Reproduce the following records exactly from the line containing "Could you please point out the tree" onward, ending with the last line and including it.

------------------------------------

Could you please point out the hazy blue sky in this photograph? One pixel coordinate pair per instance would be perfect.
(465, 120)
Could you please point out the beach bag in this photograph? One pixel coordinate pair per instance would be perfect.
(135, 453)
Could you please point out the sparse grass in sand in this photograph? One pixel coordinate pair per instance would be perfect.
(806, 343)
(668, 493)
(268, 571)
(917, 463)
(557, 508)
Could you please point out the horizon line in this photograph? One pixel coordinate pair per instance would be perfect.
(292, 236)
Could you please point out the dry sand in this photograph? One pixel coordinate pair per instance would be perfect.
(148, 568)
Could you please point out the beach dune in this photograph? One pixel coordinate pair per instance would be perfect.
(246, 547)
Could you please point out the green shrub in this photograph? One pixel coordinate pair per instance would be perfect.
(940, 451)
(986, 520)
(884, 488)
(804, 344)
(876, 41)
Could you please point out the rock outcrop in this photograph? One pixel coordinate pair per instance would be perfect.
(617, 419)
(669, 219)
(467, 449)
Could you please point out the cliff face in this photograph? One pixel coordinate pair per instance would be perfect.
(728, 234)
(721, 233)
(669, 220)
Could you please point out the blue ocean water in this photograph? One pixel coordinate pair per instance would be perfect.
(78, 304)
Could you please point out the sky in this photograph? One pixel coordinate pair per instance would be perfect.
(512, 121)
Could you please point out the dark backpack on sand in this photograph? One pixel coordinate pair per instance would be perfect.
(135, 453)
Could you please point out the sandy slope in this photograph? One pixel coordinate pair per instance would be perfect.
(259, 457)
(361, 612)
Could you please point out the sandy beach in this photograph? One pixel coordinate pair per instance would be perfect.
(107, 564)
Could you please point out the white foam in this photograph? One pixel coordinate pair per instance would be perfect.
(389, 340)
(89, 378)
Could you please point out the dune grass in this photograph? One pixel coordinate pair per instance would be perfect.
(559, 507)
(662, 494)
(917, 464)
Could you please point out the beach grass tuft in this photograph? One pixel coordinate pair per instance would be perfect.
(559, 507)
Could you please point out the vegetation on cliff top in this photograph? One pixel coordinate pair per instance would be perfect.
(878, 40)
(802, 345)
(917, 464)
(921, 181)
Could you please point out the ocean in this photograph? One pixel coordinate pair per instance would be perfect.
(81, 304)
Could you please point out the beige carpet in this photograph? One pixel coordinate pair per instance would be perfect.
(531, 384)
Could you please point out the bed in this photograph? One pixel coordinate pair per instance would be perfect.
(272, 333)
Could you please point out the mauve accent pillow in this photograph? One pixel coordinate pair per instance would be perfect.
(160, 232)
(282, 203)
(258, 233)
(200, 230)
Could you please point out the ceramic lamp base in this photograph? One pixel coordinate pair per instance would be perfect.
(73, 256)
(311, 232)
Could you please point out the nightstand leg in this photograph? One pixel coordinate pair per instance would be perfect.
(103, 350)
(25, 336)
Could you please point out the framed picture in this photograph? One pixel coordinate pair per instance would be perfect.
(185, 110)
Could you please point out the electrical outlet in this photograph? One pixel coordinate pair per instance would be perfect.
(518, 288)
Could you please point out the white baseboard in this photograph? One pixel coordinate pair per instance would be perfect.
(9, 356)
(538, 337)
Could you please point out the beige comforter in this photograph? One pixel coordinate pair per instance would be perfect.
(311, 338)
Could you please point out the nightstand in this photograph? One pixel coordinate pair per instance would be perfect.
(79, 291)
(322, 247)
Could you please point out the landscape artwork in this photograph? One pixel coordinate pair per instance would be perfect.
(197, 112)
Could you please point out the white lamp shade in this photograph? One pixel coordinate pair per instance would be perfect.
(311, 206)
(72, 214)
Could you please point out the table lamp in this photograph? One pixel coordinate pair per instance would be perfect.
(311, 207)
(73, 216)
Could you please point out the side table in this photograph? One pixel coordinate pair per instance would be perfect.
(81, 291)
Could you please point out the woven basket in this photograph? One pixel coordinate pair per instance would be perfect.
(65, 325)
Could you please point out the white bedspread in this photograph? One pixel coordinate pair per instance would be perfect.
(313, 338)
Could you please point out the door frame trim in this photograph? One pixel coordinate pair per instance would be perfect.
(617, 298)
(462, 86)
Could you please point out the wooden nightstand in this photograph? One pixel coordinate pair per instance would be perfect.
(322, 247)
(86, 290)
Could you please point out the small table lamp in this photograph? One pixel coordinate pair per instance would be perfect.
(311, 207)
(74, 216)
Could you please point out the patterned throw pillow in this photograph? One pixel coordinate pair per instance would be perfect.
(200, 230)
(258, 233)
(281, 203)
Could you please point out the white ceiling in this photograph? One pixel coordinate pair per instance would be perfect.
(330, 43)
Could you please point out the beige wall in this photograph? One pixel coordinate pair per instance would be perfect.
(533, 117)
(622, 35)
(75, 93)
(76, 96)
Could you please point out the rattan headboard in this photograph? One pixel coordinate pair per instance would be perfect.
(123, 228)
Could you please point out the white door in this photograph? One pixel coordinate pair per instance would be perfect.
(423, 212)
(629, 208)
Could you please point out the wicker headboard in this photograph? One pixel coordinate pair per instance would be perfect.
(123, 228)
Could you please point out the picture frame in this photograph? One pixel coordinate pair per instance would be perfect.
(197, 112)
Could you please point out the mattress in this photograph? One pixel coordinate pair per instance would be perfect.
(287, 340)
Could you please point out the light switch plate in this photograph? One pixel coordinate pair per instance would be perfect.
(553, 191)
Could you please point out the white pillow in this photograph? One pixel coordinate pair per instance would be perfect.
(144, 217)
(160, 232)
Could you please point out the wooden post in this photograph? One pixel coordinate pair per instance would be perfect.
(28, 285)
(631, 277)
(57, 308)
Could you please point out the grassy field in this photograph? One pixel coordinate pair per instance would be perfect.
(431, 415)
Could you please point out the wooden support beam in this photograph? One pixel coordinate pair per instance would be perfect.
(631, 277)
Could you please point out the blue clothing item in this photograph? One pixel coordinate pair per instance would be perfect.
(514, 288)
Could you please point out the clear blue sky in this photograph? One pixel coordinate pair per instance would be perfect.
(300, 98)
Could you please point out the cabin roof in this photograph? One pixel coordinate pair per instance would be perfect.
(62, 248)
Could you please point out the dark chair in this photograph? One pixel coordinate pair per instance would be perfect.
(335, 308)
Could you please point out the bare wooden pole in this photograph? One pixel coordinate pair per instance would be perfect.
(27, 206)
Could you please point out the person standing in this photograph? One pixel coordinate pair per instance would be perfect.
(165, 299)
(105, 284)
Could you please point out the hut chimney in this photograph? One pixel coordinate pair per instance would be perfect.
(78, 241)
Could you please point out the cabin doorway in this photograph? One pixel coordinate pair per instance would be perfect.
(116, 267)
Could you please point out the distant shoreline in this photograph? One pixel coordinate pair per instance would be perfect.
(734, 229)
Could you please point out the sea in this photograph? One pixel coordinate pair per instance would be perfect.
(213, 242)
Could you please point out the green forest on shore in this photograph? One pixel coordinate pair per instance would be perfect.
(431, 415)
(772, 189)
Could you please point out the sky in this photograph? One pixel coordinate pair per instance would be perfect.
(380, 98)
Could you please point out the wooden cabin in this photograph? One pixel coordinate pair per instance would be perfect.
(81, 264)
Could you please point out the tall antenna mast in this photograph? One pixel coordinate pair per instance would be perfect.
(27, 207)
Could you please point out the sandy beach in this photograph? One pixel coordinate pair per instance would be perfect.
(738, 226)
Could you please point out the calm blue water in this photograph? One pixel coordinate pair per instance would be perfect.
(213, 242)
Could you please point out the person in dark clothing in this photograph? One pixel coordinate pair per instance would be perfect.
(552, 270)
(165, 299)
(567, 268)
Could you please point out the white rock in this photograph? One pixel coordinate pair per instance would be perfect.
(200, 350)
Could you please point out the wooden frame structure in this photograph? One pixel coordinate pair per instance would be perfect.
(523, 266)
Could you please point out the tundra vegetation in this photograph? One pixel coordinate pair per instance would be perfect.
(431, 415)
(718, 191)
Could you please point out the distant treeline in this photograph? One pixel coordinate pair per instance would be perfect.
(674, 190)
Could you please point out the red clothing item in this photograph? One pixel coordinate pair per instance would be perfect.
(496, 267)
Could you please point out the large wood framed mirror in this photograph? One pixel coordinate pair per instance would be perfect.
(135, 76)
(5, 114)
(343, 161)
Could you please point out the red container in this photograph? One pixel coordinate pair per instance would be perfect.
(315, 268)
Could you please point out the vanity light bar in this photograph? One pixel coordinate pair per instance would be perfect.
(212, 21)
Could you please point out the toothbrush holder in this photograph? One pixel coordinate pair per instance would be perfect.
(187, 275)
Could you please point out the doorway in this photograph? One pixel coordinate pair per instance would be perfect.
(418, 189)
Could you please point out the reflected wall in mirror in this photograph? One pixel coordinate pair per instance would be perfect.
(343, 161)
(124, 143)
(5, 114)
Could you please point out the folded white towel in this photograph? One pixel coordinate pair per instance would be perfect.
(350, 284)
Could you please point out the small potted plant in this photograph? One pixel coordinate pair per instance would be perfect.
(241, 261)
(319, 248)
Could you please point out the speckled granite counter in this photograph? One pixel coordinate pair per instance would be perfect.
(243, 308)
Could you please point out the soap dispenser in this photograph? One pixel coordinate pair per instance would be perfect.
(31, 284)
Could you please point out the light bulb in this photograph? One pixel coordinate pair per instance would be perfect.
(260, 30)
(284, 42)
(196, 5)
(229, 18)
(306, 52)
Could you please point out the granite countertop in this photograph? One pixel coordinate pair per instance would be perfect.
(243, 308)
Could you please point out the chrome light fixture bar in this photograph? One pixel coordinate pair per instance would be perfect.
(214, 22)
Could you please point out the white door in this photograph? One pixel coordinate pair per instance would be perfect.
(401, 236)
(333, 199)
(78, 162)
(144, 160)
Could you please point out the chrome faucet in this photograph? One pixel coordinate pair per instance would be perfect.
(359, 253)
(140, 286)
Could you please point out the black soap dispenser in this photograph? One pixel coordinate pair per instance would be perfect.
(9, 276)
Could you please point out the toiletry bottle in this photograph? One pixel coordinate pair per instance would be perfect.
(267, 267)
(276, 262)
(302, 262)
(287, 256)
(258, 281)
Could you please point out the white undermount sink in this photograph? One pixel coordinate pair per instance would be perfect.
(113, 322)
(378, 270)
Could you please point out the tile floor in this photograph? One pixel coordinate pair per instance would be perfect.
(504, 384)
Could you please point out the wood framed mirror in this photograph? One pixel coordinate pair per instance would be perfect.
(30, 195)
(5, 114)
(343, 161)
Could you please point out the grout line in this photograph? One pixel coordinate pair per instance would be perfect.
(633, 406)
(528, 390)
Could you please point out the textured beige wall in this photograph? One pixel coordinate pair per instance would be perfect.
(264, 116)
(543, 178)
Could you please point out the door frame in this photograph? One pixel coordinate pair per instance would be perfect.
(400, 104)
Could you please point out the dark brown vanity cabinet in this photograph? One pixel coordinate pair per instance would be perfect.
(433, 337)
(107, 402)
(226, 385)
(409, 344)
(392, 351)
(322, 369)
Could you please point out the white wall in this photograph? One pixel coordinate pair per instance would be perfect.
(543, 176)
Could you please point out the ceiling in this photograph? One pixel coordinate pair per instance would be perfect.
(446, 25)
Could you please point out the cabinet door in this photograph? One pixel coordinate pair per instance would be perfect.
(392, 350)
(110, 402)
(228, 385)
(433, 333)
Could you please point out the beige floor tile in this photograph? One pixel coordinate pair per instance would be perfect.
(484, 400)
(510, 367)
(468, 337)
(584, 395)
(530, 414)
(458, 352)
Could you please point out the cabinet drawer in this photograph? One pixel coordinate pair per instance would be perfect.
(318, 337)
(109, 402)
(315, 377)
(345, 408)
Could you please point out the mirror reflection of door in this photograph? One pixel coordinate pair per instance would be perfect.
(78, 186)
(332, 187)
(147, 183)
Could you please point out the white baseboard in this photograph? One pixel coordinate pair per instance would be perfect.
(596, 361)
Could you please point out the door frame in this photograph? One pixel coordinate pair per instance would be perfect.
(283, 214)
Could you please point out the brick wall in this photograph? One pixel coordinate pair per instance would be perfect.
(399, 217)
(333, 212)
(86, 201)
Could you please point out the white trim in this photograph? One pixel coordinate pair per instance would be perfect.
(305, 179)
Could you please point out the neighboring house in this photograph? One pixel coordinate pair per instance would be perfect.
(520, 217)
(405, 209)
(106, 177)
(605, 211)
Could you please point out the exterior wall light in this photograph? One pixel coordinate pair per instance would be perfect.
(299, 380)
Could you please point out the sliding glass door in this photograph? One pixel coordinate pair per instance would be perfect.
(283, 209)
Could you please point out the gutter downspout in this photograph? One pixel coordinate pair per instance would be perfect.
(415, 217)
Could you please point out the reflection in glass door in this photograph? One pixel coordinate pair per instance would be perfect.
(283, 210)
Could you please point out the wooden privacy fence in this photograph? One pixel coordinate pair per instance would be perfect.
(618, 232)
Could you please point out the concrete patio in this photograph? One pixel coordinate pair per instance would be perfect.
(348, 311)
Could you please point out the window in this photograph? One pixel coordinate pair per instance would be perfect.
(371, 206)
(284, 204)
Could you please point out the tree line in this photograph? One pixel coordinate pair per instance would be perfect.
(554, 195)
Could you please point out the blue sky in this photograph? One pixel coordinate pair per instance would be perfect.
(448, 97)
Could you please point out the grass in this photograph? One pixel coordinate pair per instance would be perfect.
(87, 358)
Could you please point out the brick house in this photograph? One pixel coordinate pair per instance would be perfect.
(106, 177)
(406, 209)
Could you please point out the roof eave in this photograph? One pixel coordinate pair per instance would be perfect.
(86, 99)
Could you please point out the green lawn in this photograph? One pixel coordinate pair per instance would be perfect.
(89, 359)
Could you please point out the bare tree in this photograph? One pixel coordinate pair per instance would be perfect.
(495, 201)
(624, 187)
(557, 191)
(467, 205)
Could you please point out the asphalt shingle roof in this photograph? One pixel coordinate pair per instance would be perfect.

------------------------------------

▶ Solution for this task:
Could you please point out the tree line in this photograph? One pixel coordinate pair per instance would be perfect.
(554, 195)
Could you please point out the blue sky in this photograph? One pixel coordinate pair per instance would be perfect.
(448, 97)
Could you please point out the grass in this photograph? One pixel coordinate pair per instance would be perfect.
(87, 358)
Could you please point out the brick house in this photograph? One pixel coordinate pair per instance would be perfect.
(106, 177)
(406, 209)
Could you please point out the roof eave in this photograph? One pixel coordinate pair per instance would be perfect.
(86, 99)
Could you please point out the green lawn in this photograph? One pixel coordinate pair per instance would be perfect.
(89, 359)
Could you please point out the bare tree in this photograph? One pixel coordinate pair per instance would be perfect.
(495, 201)
(624, 187)
(557, 191)
(467, 205)
Could you please point out the asphalt shingle roof in this photograph? One pixel coordinate pair per instance would be perfect.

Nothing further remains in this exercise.